PROBLEM REQUIREMENTS
Write out each of the lines below without changing a single character.

(Saved entries)
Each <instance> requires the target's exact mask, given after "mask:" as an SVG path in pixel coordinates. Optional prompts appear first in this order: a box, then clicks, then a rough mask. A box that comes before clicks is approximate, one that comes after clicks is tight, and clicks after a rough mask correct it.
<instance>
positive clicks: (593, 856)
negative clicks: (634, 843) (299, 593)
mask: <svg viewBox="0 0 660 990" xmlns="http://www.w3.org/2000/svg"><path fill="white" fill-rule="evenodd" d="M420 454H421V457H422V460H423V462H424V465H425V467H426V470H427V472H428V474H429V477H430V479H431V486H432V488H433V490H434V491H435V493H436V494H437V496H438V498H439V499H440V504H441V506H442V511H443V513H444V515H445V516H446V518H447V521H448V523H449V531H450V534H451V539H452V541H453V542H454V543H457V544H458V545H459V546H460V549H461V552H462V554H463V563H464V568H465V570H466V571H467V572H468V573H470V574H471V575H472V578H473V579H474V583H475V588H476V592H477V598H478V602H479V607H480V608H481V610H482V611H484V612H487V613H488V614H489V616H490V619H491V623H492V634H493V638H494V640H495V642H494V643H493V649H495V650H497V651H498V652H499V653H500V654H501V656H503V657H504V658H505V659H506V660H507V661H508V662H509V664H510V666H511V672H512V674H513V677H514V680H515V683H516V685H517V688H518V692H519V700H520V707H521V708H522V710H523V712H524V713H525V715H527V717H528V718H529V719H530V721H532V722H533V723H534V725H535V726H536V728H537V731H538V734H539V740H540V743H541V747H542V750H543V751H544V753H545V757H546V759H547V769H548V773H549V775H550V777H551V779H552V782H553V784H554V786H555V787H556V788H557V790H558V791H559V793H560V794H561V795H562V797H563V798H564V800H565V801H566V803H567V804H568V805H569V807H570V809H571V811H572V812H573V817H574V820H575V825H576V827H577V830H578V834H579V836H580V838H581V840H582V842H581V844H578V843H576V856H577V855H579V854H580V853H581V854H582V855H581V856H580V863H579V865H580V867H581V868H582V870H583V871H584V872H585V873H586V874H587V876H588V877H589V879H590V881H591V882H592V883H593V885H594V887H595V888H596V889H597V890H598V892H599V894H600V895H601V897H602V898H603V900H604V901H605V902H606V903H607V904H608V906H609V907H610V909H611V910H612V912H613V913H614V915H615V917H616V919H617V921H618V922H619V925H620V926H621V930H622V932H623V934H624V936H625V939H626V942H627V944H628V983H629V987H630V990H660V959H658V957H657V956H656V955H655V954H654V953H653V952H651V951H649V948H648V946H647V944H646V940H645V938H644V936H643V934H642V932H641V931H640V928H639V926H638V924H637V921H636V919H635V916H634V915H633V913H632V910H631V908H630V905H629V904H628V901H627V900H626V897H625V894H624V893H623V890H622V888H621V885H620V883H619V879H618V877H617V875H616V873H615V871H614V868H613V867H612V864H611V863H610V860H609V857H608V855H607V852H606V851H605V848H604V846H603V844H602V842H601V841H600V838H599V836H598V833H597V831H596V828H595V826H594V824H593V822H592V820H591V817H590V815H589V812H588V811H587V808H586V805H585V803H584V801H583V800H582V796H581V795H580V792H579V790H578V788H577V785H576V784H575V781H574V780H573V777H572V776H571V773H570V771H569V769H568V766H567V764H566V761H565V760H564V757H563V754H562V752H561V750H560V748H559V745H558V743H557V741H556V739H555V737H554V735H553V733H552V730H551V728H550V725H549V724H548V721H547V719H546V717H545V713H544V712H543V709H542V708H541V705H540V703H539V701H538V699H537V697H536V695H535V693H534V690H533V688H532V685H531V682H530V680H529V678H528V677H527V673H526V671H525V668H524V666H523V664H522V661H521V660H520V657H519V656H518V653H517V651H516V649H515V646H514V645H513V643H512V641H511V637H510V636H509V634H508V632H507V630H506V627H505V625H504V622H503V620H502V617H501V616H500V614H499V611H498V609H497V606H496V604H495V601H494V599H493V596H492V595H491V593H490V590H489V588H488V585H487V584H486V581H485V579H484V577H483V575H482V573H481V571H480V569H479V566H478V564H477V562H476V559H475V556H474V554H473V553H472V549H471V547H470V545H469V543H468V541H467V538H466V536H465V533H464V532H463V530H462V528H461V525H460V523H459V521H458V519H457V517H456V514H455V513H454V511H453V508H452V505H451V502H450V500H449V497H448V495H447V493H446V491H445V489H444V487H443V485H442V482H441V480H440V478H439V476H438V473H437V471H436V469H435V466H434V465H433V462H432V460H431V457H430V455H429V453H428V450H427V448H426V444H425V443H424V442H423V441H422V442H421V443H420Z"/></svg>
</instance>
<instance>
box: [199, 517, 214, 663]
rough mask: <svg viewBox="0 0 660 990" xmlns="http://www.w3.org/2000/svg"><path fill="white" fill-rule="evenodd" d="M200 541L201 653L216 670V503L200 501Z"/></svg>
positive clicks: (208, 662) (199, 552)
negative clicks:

SOLUTION BELOW
Each <instance> requires the target's exact mask, given after "mask:" as an SVG path in pixel coordinates. Optional prompts appear first in this order: a box, then clicks, then a rough mask. A box that comes before clicks is approximate, one that comes after clicks is tight, and clicks after a rough mask correct it.
<instance>
positive clicks: (593, 856)
negative clicks: (634, 843) (299, 593)
mask: <svg viewBox="0 0 660 990" xmlns="http://www.w3.org/2000/svg"><path fill="white" fill-rule="evenodd" d="M420 454H421V457H422V460H423V462H424V465H425V467H426V470H427V472H428V474H429V477H430V479H431V486H432V488H433V490H434V491H435V493H436V494H437V496H438V498H439V499H440V504H441V506H442V511H443V513H444V515H445V516H446V518H447V521H448V523H449V531H450V534H451V539H452V541H453V542H454V543H457V544H458V545H459V546H460V549H461V552H462V554H463V563H464V568H465V570H466V571H467V572H468V573H470V574H471V575H472V578H473V579H474V583H475V588H476V592H477V598H478V602H479V607H480V608H481V610H482V611H484V612H487V613H488V614H489V616H490V619H491V623H492V634H493V638H494V640H495V642H494V643H493V649H495V650H497V651H498V652H499V653H500V654H501V656H503V657H504V658H505V659H506V660H507V661H508V662H509V664H510V666H511V672H512V674H513V677H514V680H515V683H516V685H517V688H518V692H519V700H520V707H521V708H522V710H523V712H524V713H525V715H527V717H528V718H529V719H530V721H532V722H533V723H534V725H535V726H536V728H537V731H538V734H539V740H540V743H541V747H542V750H543V751H544V753H545V757H546V759H547V769H548V773H549V775H550V777H551V779H552V782H553V784H554V786H555V787H556V788H557V790H558V791H559V793H560V794H561V795H562V797H563V798H564V800H565V801H566V803H567V804H568V805H569V807H570V809H571V811H572V812H573V817H574V820H575V825H576V827H577V830H578V834H579V836H580V838H581V840H582V842H581V844H578V843H576V856H577V855H579V854H580V853H581V854H582V855H581V856H580V863H579V865H580V867H581V868H582V870H583V871H584V872H585V873H586V874H587V876H588V877H589V879H590V881H591V882H592V883H593V885H594V887H595V888H596V889H597V890H598V892H599V894H600V895H601V897H602V898H603V900H604V901H605V902H606V903H607V904H608V906H609V907H610V909H611V910H612V912H613V913H614V915H615V917H616V919H617V921H618V922H619V925H620V926H621V930H622V932H623V934H624V936H625V939H626V942H627V944H628V983H629V987H630V990H660V959H658V957H657V956H656V955H655V954H654V953H653V952H651V951H649V948H648V946H647V944H646V940H645V938H644V936H643V934H642V932H641V931H640V928H639V926H638V924H637V921H636V919H635V916H634V915H633V913H632V910H631V908H630V905H629V904H628V901H627V900H626V897H625V894H624V893H623V890H622V888H621V885H620V883H619V879H618V877H617V875H616V873H615V871H614V868H613V867H612V864H611V863H610V860H609V857H608V855H607V852H606V851H605V848H604V846H603V844H602V842H601V841H600V838H599V836H598V833H597V831H596V828H595V826H594V824H593V822H592V820H591V817H590V815H589V812H588V811H587V808H586V805H585V803H584V801H583V800H582V796H581V795H580V792H579V790H578V788H577V785H576V784H575V781H574V780H573V777H572V776H571V773H570V771H569V769H568V766H567V764H566V761H565V760H564V757H563V754H562V752H561V750H560V748H559V745H558V743H557V741H556V739H555V737H554V735H553V733H552V730H551V728H550V725H549V724H548V721H547V719H546V717H545V713H544V712H543V709H542V708H541V705H540V703H539V701H538V699H537V697H536V695H535V693H534V690H533V688H532V685H531V682H530V680H529V678H528V677H527V673H526V671H525V668H524V666H523V664H522V661H521V660H520V657H519V656H518V653H517V651H516V649H515V646H514V645H513V643H512V641H511V637H510V636H509V634H508V632H507V630H506V627H505V625H504V622H503V620H502V617H501V616H500V614H499V611H498V609H497V606H496V604H495V601H494V599H493V596H492V595H491V593H490V590H489V588H488V585H487V584H486V581H485V579H484V577H483V575H482V573H481V571H480V569H479V566H478V564H477V562H476V559H475V556H474V554H473V553H472V549H471V547H470V545H469V543H468V541H467V538H466V536H465V533H464V532H463V530H462V528H461V525H460V523H459V521H458V519H457V517H456V514H455V513H454V511H453V508H452V505H451V502H450V500H449V497H448V495H447V493H446V491H445V489H444V487H443V485H442V482H441V480H440V478H439V476H438V473H437V471H436V469H435V466H434V465H433V462H432V460H431V457H430V455H429V453H428V450H427V448H426V444H425V443H424V442H423V441H422V442H421V443H420Z"/></svg>
</instance>
<instance>
box: [199, 517, 214, 663]
rough mask: <svg viewBox="0 0 660 990" xmlns="http://www.w3.org/2000/svg"><path fill="white" fill-rule="evenodd" d="M200 541L201 653L216 670V503L200 501Z"/></svg>
positive clicks: (208, 662) (199, 552)
negative clicks:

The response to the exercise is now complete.